ACTION ITEM: All pictures are to be dropped, and the remaining data set down exactly.

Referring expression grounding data
=-=-=
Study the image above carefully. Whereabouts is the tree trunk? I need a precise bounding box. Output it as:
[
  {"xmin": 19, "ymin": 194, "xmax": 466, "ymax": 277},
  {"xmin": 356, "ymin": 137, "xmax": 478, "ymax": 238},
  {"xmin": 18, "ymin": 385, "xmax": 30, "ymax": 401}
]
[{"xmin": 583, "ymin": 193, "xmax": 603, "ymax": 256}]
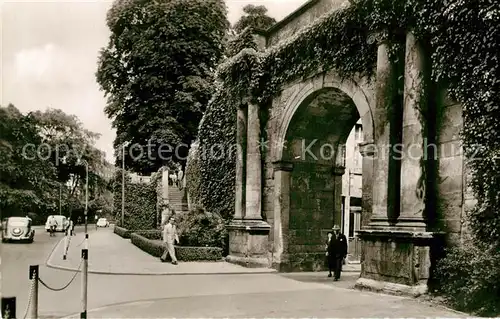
=-=-=
WRITTEN SOLUTION:
Study the image above carefully. Whereabouts is the tree trunk? I need a precise bounding box. Output it as:
[
  {"xmin": 19, "ymin": 194, "xmax": 466, "ymax": 277},
  {"xmin": 356, "ymin": 137, "xmax": 478, "ymax": 238},
  {"xmin": 18, "ymin": 385, "xmax": 30, "ymax": 401}
]
[{"xmin": 583, "ymin": 193, "xmax": 603, "ymax": 256}]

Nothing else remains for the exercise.